__Request__
Return verbatim the run of lines that opens with the line holding "Could you indicate the person's" and closes with the last line of the records.

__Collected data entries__
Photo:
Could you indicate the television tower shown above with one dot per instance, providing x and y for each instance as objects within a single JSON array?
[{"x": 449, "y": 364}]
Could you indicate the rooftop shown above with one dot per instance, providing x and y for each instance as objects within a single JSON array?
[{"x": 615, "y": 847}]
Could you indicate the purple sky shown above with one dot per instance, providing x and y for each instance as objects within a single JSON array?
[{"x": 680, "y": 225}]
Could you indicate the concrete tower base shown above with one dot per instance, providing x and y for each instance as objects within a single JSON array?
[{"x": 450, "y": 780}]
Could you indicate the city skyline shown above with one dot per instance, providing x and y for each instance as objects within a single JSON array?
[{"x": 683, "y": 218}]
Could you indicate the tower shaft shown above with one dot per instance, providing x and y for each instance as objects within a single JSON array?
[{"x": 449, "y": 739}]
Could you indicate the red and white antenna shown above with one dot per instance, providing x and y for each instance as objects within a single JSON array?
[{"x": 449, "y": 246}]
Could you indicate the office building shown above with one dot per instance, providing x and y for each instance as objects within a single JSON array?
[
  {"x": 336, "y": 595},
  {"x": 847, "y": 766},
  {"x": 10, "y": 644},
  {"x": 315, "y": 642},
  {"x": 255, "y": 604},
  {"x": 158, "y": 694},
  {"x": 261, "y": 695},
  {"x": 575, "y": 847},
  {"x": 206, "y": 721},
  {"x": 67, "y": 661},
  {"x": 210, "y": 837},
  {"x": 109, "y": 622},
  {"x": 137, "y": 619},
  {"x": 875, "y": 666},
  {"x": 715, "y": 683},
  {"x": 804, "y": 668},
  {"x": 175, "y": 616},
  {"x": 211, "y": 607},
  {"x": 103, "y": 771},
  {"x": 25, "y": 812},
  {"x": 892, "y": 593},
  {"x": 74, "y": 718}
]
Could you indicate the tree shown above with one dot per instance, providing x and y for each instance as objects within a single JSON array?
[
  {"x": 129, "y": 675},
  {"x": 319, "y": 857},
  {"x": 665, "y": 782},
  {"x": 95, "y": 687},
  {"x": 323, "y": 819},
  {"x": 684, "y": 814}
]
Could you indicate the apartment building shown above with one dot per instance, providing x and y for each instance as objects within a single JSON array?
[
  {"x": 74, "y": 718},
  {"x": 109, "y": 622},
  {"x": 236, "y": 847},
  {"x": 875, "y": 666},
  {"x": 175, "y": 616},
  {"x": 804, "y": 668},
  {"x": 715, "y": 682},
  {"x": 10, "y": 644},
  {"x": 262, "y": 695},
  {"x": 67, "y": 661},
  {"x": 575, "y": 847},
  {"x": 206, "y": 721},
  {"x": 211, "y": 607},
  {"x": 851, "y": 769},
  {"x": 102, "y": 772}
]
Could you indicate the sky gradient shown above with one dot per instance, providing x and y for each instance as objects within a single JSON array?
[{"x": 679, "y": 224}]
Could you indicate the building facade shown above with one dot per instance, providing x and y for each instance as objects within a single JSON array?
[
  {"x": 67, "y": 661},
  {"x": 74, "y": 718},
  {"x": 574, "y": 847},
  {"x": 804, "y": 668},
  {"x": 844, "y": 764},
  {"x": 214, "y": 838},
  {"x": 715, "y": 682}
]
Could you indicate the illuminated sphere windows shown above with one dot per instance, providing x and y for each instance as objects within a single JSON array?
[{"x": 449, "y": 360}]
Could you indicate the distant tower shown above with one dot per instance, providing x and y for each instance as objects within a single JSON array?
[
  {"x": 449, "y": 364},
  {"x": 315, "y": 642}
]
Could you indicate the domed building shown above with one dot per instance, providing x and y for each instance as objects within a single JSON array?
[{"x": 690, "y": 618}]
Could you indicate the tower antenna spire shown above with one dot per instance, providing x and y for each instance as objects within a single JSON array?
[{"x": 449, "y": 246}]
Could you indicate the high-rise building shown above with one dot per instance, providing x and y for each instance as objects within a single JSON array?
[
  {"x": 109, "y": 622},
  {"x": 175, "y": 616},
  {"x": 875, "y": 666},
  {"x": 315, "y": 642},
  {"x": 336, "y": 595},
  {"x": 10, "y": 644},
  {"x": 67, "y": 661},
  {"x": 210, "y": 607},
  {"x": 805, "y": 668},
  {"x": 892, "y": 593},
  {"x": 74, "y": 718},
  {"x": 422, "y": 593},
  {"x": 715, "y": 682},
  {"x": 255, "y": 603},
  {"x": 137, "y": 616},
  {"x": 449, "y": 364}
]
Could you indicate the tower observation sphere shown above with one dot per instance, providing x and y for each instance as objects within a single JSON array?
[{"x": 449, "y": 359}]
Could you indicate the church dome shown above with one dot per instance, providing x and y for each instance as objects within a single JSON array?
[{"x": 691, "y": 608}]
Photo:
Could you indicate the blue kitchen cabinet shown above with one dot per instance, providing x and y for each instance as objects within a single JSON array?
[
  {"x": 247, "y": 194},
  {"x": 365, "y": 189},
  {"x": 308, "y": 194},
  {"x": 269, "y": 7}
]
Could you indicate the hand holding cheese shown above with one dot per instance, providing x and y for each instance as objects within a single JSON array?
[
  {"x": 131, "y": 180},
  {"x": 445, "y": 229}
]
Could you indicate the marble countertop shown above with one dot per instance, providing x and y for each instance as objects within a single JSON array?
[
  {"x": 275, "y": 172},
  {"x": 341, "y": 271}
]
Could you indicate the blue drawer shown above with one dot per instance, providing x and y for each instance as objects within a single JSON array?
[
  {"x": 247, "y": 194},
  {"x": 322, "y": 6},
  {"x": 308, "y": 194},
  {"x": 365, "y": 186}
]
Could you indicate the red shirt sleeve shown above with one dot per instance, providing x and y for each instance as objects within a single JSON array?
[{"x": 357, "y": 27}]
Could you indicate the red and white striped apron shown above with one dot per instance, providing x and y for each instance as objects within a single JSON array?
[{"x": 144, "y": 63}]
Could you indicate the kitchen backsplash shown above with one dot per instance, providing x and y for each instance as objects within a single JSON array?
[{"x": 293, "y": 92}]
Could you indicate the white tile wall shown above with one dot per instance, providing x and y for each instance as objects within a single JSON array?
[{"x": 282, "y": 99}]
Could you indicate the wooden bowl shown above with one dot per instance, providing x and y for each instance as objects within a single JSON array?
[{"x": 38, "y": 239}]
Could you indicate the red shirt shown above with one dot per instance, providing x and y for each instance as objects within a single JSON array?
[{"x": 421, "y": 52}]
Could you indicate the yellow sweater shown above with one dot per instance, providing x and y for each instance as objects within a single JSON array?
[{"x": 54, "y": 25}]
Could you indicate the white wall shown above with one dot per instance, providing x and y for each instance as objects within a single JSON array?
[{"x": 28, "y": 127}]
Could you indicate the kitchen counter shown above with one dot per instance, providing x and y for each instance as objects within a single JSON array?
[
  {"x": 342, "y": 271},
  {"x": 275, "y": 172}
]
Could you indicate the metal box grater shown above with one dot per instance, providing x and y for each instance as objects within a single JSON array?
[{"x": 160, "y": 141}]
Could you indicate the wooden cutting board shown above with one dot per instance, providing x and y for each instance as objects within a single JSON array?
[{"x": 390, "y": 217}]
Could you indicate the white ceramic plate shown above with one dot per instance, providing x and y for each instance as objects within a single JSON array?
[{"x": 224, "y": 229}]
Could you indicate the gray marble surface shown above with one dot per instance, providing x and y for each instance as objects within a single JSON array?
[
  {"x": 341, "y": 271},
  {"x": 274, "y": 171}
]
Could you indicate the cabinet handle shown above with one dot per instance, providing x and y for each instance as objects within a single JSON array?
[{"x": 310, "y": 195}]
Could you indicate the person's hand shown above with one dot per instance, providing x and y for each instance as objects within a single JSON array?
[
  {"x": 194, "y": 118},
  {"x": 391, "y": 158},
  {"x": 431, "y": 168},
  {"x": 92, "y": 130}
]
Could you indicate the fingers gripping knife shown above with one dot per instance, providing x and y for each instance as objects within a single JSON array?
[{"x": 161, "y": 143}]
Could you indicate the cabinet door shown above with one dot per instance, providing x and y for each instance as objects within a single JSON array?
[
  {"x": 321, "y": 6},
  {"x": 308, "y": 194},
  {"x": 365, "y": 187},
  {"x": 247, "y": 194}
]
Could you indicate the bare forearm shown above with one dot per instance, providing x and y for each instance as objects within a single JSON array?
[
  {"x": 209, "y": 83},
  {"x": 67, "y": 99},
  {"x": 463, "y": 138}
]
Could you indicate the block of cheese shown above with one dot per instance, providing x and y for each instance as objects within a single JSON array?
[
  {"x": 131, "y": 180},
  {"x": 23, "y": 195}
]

__Solution__
Could you indicate the person's hand shown above with one dot per instance, providing x and y for each instance as objects within a single JSON array?
[
  {"x": 194, "y": 118},
  {"x": 391, "y": 158},
  {"x": 431, "y": 168},
  {"x": 92, "y": 130}
]
Could you indicate the fingers gripping knife shown above with one dot per instance, providing x and y for each instance as objects within a single JSON array?
[{"x": 161, "y": 143}]
Could you indicate the cabinet door shown above with one dot per instance, providing x and y for each instance as objects within a single JSON array?
[
  {"x": 321, "y": 6},
  {"x": 308, "y": 194},
  {"x": 365, "y": 187},
  {"x": 247, "y": 194}
]
Could you indicate the bare forearm shown above with one dot per instance, providing x and y for each instance as objects within a single JSON array?
[
  {"x": 209, "y": 83},
  {"x": 67, "y": 99},
  {"x": 463, "y": 138}
]
Could you indicate the block of cheese shown above with one dot per instance, providing x and y for each instance as objects within a single JSON array?
[
  {"x": 131, "y": 180},
  {"x": 23, "y": 195}
]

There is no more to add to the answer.